> _Your goal_:
Quote every entry below verbatim, leaving the pictures out of your answer.

> _The input_:
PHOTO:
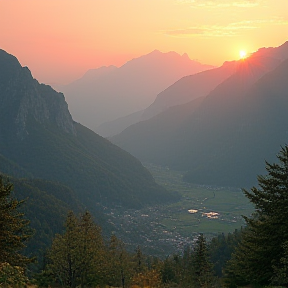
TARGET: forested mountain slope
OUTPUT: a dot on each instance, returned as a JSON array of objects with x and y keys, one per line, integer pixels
[
  {"x": 39, "y": 137},
  {"x": 226, "y": 138}
]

> _Written reply_:
PHOTO:
TARGET: forested mountain slope
OUTPUT: a dot on each instance, returned as a JSON array of objects with x and y keys, one per line, integer pixels
[
  {"x": 39, "y": 137},
  {"x": 226, "y": 138}
]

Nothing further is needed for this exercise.